Extract to read →
- Opening Delimiter -
Maia Gower
In the fall of 2016 Maia will be a senior at North Thurston High School in Olympia and a running start student at South Puget sound Community College.
Growing up, Maia always knew she wanted to be a scientist, it was only a matter of what kind. With constant encouragement from her mother, a high school physics teacher, she was exposed to and taught about the sciences from a young age. After visiting her grandmother in the intensive care unit of a hospital during junior year of high school, Maia decided that the equipment and the science behind the medicine that was helping to keep her grandmother alive was a new world of fascinating technology to be explored. It was a science that transcended simply reading and repeating information from a textbook and relied as much on a scientist’s creativity as their intellect.
In her free time Maia plays the cello. She is principal in Student Orchestras of Greater Olympia, has been a member of the Tacoma Youth Symphony for eight years, and President of her school’s orchestra. She listens to classical music constantly and can never seem to get music out of her head. Her favorite pieces include Rachmaninov’s second piano concerto, Tchaikovsky’s fifth symphony, and Borodin’s second string quartet.
Maia has been studying German for three years and loves learning the subtle nuances and complexity of a new language. She was lucky to spend half of the summer of Junior year in Germany as part of a German language excursion and was captivated by the agile thinking it takes to communicate in a foreign language with native speakers. Having learned so much, yet still knowing a small fraction of the available language, she hopes to continue studying German in college and to also participate in foreign exchange.
Maia hopes to continue her education by obtaining a Bachelor’s degree in the field of Biological Sciences, getting a Master’s and/ or a Doctoral degree in similar fields, and to eventually work in a research laboratory much like the Institute for Systems Biology.
- Closing Delimiter -
Data for analysis →
- Opening Delimiter -
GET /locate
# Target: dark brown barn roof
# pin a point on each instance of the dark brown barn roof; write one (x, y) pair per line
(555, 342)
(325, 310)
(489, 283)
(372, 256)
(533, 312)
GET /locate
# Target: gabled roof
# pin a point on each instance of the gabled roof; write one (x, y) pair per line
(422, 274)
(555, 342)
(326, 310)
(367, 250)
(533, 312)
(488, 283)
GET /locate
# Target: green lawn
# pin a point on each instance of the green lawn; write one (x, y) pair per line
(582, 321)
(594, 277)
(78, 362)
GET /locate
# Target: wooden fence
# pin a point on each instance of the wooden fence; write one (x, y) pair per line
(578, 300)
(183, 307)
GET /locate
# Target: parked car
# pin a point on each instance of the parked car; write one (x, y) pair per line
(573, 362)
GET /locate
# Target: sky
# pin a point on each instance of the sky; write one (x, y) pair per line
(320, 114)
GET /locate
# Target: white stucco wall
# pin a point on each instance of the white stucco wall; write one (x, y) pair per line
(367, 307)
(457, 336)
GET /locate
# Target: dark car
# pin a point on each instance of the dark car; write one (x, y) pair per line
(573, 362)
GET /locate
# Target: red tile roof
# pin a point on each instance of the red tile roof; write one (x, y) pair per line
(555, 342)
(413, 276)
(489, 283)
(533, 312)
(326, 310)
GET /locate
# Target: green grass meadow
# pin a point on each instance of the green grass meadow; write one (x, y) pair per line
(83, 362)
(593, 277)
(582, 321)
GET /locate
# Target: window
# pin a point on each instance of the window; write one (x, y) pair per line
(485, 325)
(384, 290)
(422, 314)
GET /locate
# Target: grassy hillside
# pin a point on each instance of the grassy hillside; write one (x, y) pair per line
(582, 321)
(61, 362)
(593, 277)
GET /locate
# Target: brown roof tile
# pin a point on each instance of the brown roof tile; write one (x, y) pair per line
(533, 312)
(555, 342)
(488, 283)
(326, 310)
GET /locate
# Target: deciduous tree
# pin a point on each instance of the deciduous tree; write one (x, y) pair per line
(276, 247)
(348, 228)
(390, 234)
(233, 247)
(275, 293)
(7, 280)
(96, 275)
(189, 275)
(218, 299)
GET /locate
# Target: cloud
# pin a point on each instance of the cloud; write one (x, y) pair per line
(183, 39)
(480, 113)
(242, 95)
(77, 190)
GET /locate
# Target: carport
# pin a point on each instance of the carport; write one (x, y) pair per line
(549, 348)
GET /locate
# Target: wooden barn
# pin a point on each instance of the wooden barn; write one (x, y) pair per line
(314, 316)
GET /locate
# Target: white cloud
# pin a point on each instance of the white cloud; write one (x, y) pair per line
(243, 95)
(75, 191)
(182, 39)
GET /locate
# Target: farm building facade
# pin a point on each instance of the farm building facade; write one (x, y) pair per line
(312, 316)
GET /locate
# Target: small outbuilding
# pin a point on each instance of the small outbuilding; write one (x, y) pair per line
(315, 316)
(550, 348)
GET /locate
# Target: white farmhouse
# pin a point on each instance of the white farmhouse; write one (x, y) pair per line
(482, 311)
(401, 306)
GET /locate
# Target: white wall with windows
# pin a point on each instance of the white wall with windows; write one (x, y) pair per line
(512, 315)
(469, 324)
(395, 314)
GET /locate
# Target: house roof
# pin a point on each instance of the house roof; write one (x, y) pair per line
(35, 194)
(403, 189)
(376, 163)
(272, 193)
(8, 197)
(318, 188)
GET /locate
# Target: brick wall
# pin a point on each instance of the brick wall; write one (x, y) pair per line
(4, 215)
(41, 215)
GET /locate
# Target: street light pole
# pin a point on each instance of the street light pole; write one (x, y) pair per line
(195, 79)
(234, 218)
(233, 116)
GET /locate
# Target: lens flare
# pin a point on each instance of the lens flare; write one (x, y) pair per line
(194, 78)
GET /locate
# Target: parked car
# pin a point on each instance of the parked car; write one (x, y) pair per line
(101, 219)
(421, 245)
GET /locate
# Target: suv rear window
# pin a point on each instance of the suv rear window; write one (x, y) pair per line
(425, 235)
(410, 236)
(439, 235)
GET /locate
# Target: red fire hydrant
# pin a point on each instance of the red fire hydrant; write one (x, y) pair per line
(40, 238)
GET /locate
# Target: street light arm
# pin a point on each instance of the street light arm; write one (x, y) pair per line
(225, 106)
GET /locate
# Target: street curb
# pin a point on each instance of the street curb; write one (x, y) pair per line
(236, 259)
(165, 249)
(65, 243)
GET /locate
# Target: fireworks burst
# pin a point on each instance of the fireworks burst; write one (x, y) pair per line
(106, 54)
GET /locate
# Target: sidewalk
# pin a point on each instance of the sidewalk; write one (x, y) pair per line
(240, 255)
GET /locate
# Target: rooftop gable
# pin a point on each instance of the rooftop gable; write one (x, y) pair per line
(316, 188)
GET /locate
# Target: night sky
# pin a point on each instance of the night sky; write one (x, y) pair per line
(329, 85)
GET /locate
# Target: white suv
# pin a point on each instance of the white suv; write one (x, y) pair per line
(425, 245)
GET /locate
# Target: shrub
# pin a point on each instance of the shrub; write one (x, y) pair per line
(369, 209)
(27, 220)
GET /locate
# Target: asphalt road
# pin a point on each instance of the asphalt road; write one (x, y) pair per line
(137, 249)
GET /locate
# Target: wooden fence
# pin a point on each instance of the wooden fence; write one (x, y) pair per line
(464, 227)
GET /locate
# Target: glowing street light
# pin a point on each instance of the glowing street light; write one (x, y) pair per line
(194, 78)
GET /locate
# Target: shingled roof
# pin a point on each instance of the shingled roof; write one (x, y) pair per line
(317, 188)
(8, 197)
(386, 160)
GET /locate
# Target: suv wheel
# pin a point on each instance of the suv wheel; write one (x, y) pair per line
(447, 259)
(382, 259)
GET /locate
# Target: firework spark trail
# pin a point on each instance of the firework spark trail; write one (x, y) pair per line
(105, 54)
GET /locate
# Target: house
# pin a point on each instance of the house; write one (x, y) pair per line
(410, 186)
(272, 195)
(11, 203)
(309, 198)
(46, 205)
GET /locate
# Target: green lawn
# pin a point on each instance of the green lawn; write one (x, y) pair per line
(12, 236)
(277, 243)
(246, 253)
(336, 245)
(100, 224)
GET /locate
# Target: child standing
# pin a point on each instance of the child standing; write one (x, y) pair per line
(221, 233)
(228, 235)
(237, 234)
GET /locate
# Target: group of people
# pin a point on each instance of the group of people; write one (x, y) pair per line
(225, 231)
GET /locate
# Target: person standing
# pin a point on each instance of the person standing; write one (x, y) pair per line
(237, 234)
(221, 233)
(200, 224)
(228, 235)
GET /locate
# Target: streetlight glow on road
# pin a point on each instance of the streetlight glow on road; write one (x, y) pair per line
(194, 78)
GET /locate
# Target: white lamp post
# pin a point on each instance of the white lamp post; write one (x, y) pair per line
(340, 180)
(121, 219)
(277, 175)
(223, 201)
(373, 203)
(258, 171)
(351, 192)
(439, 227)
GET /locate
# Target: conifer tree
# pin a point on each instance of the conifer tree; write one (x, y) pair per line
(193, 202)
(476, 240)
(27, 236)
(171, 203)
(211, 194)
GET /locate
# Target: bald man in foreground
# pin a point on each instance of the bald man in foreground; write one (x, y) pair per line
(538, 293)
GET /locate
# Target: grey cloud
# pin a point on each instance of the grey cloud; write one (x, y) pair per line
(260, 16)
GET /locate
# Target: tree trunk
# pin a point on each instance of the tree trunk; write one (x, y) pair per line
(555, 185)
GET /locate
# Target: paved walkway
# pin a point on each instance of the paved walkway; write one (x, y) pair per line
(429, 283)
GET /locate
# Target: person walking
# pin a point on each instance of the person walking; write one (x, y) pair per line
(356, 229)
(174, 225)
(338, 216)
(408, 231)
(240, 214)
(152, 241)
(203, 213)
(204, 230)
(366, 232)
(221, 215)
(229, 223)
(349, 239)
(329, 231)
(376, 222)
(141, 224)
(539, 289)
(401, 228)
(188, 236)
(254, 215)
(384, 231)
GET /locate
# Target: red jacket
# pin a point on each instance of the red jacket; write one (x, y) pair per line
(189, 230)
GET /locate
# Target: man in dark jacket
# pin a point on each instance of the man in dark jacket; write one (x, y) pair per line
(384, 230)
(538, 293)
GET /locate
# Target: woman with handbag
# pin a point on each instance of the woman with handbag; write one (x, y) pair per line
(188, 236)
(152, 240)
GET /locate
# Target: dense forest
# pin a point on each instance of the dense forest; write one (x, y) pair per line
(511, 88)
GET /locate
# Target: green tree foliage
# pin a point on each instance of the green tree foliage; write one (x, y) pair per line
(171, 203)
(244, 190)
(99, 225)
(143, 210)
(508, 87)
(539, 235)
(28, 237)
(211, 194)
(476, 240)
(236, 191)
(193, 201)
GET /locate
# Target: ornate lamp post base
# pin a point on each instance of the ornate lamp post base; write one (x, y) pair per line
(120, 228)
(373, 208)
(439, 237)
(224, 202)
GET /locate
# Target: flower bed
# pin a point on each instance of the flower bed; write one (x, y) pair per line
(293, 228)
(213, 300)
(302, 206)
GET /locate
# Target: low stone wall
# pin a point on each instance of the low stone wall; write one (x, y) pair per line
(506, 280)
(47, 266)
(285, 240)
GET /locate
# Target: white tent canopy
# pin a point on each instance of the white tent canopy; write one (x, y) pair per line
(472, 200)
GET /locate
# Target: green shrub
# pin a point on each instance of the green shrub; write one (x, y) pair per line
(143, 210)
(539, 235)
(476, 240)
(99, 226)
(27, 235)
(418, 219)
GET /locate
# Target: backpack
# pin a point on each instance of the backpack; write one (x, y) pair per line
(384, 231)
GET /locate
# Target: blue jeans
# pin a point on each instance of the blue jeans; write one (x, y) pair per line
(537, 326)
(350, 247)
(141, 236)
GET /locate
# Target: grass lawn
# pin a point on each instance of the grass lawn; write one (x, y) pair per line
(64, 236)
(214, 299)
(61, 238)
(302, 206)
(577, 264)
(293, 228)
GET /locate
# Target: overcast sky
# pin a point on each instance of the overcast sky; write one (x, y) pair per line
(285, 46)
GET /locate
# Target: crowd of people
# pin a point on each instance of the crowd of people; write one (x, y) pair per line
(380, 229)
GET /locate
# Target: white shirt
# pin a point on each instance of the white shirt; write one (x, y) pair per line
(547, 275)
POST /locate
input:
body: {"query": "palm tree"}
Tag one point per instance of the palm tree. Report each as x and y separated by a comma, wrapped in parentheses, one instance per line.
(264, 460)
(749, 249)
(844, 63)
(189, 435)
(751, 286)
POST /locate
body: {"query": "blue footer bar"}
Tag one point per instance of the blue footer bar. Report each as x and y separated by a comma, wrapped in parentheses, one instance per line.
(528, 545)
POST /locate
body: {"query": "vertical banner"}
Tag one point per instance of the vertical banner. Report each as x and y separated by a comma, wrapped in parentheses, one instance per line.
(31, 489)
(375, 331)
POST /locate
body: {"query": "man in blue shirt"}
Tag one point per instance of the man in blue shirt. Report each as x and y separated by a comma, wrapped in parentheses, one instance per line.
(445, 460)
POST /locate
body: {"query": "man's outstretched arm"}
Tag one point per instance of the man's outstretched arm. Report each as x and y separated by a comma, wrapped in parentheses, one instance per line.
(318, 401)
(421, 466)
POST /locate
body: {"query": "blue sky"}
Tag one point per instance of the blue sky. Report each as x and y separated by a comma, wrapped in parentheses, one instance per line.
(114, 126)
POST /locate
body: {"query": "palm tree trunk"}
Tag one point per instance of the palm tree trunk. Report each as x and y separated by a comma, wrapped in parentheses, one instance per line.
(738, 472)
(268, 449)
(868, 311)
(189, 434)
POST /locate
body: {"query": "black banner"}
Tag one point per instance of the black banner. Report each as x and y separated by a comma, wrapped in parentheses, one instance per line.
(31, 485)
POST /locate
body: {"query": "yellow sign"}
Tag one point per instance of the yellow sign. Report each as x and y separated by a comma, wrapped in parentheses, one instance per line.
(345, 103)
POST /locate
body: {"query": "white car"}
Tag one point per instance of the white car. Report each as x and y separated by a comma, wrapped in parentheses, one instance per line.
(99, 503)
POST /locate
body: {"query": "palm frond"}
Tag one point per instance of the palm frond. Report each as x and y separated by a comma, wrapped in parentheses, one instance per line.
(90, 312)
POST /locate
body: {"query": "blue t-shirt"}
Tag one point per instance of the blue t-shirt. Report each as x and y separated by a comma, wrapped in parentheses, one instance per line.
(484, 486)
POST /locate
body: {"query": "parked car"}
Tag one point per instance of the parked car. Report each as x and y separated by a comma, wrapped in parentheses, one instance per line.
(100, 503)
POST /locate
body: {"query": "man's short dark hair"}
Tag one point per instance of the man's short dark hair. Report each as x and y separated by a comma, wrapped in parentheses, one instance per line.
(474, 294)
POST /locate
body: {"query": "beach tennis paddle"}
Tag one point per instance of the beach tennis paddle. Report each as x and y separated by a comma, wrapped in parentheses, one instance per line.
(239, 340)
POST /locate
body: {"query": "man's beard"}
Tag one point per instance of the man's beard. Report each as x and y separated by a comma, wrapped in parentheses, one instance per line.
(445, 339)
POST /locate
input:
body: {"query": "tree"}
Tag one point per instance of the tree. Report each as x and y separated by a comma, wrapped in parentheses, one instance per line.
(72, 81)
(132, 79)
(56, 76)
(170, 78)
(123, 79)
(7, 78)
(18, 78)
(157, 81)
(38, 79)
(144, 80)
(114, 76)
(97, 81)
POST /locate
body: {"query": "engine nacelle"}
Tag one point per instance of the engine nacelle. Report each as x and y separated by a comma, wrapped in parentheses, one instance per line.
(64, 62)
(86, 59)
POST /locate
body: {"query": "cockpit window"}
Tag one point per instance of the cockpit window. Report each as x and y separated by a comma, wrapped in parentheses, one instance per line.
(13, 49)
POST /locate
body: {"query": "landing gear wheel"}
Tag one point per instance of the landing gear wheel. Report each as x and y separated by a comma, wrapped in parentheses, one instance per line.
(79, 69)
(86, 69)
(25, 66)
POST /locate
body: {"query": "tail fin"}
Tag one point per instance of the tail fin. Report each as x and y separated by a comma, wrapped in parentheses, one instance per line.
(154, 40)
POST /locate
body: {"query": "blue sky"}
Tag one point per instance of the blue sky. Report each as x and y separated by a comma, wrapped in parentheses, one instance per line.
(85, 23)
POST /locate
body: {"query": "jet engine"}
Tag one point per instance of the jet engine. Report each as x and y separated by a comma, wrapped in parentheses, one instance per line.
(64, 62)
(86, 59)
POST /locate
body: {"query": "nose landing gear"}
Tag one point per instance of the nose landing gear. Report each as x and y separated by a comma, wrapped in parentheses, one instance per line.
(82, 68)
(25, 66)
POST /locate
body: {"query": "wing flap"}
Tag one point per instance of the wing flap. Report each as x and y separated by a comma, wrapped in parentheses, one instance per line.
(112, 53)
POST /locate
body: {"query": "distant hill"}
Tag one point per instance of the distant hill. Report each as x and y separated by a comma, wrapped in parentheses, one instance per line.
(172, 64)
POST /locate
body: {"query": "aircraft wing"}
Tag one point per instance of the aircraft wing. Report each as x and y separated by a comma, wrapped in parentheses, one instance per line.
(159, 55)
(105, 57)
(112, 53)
- Closing Delimiter -
What to work on → Could you repeat everything in the Maia Gower profile from "Maia has been" down to "in foreign exchange."? The lines above are separate from the Maia Gower profile.

Exercise solution →
Maia has been studying German for three years and loves learning the subtle nuances and complexity of a new language. She was lucky to spend half of the summer of Junior year in Germany as part of a German language excursion and was captivated by the agile thinking it takes to communicate in a foreign language with native speakers. Having learned so much, yet still knowing a small fraction of the available language, she hopes to continue studying German in college and to also participate in foreign exchange.